Texto proporcionado –
:::::

En la actualidad y en la gran mayoría de las interpretaciones, el acceso a la información y la incidencia del sistema de medios de comunicación ocupa un papel fundamental dentro de la teoría democrática. Una de las principales cuestiones se sitúa en torno a la acción de los medios –en particular a conductas de los grupos económicos corporativos de los cuales estos medios dependen– y al comportamiento de los gobiernos y sus intentos de acotar mediante regulaciones y controles la tarea de medios y periodistas. No existe una fórmula que pueda considerarse universalmente aceptada ni eficaz para solventar la relación entre los sistemas de comunicación y las democracias. Sin embargo, se han producido avances en el sentido de considerar que el establecimiento por parte del Estado de determinadas reglas para la comunicación no implica limitaciones para la libertad de expresión, siempre y cuando se trate de parámetros democráticos que ordenen el funcionamiento de las empresas y de los periodistas atendiendo a su función social y a su responsabilidad de cara a la comunidad.
Es una tensión atravesada por otra discusión que trasciende lo estrictamente comunicacional porque refiere a una cuestión de colisión de derechos y opone la defensa de las libertades individuales de ciudadanos y ciudadanas, por una parte, y la responsabilidad social colectiva contenida en las atribuciones del Estado, por otra. El asunto resulta particularmente desafiante en una coyuntura en la que la comunicación –concebida como un sistema de vincularidades en lo social que incluye pero que no se limita a los medios– opera como mediadora entre la sociedad y el poder, ocupando un lugar que antes era privativo de los partidos políticos.
En democracia las políticas públicas son la principal herramienta de gestión de los gobiernos. Y la comunicación forma parte esencial y transversal de la acción gubernamental de todas las políticas públicas. Porque toda política pública demanda estrategias de comunicación para generar, en primer lugar, la consolidación de los sentidos (políticos, sociales y culturales) que le den sustento argumental y, en segunda instancia, forjar procesos de información e interacción a través de los cuales se alcancen los objetivos de cambio y las metas propuestas.
Las estrategias de comunicación de un gobierno, generando pautas para su propia gestión pero también para el accionar de la totalidad del sistema comunicacional (empresas, medios y profesionales), que tengan en cuenta la pluralidad y la diversidad, son la forma de traducir en iniciativas la voluntad política y cultural de transformación que acompaña un proyecto de desarrollo que demanda la construcción de un entramado social, político y organizacional.

:::::

Registros de datos –
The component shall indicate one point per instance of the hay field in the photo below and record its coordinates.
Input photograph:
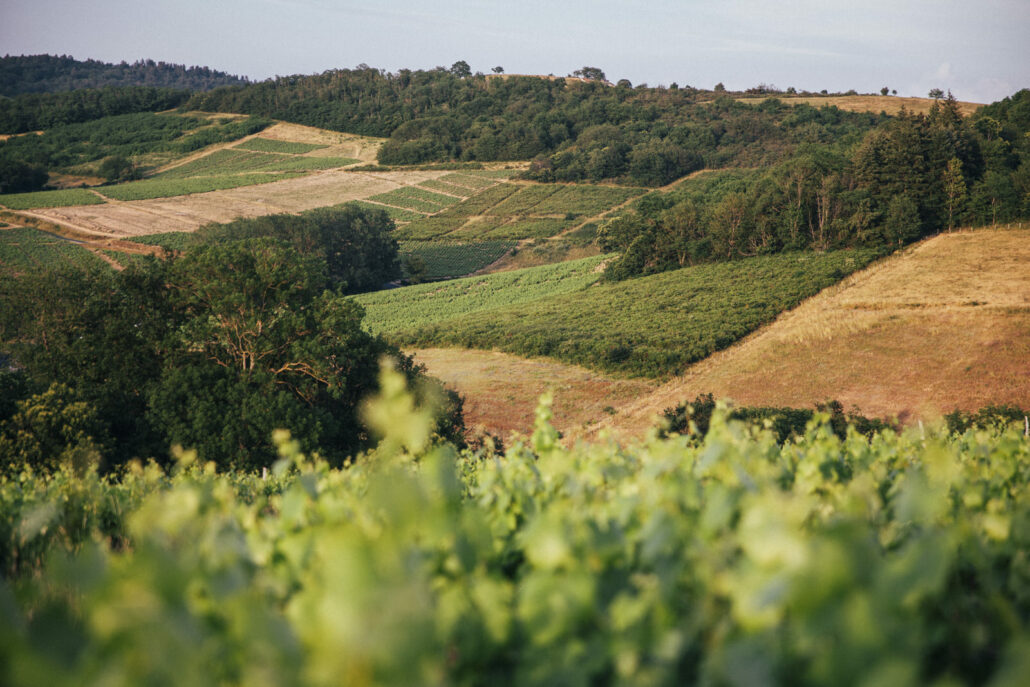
(943, 324)
(874, 104)
(185, 213)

:::::

Según el texto sobre comunicación y democracia, ¿cuál es la principal herramienta de gestión de los gobiernos en democracia?

Las políticas públicas.